━━━━━ Information shown ━━━━━

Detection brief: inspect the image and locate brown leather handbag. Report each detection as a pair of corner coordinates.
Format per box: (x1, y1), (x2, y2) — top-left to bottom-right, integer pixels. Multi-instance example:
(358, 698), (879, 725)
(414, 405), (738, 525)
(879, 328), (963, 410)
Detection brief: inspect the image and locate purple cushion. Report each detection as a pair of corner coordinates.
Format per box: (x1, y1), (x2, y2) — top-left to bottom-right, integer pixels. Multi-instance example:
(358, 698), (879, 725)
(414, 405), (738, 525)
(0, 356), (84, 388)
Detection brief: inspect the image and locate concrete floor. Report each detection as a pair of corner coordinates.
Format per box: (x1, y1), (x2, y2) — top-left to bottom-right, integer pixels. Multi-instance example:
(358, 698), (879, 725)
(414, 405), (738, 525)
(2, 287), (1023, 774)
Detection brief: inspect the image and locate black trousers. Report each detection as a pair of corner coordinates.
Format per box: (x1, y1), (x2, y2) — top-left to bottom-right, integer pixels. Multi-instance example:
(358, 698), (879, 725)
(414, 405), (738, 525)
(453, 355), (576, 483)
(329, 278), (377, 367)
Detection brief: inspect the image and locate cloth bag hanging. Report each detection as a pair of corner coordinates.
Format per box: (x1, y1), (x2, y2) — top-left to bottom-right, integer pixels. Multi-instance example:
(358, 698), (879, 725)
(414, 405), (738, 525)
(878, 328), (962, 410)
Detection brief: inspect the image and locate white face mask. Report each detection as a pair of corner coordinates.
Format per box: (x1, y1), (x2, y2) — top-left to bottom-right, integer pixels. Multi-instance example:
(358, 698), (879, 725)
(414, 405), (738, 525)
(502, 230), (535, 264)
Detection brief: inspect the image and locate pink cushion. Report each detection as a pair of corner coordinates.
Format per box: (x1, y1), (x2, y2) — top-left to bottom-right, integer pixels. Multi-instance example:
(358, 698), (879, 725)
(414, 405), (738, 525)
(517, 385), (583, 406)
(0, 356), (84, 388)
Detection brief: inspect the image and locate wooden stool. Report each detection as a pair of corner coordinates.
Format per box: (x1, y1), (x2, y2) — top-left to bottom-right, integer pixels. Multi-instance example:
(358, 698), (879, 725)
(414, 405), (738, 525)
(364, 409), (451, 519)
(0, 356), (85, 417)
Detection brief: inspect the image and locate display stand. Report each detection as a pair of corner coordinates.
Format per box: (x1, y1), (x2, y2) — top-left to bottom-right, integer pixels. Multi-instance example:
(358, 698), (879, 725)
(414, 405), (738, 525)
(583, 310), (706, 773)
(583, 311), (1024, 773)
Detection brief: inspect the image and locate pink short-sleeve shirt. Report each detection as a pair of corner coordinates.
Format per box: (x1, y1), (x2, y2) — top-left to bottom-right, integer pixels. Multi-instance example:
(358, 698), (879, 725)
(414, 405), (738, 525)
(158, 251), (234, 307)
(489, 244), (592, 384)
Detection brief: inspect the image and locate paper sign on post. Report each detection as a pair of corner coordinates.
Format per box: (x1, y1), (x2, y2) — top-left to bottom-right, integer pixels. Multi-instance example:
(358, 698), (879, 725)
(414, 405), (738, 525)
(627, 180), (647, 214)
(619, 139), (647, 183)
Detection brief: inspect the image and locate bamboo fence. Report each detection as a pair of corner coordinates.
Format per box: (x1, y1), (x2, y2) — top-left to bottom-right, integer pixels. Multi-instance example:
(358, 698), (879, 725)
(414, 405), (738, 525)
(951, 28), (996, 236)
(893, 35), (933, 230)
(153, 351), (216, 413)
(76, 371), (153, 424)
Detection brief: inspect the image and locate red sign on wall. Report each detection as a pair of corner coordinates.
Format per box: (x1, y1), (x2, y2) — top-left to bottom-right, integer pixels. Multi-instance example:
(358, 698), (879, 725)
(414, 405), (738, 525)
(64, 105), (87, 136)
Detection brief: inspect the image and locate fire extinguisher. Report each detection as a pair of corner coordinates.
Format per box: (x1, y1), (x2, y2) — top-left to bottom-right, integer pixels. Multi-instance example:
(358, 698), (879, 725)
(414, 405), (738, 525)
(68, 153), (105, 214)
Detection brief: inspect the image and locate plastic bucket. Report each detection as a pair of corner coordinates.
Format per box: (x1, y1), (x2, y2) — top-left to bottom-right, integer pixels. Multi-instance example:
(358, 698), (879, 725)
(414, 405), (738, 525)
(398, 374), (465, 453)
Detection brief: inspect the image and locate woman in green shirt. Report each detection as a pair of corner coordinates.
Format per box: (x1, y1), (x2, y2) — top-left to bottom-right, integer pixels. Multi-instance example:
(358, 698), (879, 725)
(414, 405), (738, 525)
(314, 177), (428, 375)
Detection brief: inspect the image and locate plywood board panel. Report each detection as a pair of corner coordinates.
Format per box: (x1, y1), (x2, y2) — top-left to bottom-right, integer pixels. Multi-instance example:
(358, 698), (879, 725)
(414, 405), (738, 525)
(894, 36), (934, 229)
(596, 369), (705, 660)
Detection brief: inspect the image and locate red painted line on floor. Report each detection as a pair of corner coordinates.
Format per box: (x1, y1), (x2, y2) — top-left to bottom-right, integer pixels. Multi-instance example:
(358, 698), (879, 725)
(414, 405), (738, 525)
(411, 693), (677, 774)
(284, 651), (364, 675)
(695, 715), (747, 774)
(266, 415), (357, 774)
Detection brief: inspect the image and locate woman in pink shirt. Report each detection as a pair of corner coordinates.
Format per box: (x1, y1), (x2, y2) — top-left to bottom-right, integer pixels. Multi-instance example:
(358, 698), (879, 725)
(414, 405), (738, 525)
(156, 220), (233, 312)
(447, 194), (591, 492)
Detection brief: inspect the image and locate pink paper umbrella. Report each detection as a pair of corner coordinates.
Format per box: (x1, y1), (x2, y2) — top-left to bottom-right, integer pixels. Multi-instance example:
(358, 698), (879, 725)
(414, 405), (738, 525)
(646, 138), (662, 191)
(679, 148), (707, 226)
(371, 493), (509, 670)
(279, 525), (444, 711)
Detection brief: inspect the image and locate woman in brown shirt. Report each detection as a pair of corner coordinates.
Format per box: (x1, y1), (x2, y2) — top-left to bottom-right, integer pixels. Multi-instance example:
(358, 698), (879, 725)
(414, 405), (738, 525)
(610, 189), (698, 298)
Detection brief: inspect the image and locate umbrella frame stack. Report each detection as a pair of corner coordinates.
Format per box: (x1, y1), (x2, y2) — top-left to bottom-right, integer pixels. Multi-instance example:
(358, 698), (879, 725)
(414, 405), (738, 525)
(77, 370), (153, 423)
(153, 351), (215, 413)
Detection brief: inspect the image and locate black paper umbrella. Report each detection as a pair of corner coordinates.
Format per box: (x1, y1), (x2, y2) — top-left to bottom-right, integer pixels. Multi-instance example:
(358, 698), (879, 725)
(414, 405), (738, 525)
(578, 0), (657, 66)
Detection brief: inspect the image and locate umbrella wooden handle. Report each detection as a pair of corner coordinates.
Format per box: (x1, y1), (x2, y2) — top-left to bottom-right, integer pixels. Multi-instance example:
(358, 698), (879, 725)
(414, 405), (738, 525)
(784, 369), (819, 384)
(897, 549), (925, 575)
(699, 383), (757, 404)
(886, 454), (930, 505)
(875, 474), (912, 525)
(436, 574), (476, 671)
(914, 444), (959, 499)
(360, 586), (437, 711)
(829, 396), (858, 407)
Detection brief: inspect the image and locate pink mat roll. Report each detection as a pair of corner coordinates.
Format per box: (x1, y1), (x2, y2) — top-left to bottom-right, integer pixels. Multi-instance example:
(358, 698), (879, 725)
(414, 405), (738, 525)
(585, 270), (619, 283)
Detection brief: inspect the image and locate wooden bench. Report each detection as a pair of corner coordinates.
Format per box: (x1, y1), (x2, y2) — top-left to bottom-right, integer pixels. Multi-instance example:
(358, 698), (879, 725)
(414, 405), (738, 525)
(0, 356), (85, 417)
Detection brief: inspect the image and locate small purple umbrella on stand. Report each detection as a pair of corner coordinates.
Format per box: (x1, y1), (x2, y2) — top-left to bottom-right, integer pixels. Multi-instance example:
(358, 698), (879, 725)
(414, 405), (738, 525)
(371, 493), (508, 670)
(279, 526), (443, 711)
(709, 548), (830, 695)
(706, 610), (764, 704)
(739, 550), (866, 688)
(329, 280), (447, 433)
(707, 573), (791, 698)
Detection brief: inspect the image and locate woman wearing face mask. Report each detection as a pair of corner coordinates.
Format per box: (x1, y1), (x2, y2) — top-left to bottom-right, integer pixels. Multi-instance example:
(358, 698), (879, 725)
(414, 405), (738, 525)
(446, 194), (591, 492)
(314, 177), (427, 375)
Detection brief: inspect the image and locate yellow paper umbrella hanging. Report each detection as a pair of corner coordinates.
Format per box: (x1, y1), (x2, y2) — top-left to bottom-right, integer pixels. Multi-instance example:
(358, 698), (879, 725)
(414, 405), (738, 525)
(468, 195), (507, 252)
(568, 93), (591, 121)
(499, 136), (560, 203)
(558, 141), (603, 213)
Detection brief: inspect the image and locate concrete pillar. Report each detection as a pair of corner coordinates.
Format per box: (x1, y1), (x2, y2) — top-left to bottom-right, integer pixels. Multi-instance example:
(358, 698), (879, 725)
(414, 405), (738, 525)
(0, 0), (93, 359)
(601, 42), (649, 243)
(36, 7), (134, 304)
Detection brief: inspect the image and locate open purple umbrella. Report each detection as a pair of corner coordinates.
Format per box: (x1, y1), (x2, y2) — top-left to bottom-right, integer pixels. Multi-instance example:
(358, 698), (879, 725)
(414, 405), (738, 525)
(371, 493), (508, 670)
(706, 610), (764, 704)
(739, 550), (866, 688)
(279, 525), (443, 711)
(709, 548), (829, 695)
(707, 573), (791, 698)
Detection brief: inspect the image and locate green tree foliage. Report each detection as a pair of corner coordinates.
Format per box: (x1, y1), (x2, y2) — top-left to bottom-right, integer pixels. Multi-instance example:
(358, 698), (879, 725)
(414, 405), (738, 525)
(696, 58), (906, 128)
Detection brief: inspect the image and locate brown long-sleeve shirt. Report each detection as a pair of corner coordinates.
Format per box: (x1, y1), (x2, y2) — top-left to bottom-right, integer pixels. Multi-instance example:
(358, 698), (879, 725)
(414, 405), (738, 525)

━━━━━

### Work order
Set the lines down exactly, from the first line of the records to the line where "Detection brief: inspect the image and locate purple" appears, with both ends kept.

### Answer to this task
Detection brief: inspect the image and locate brown leather handbag. Report each detection as a pair of corner coordinates.
Format per box: (x1, y1), (x2, y2) — top-left to bottom-right, integer pixels. Multi-instance example:
(358, 698), (879, 725)
(414, 405), (738, 525)
(879, 328), (963, 410)
Detection brief: inspect the image and locate purple cushion. Report each detection as a pair of corner coordinates.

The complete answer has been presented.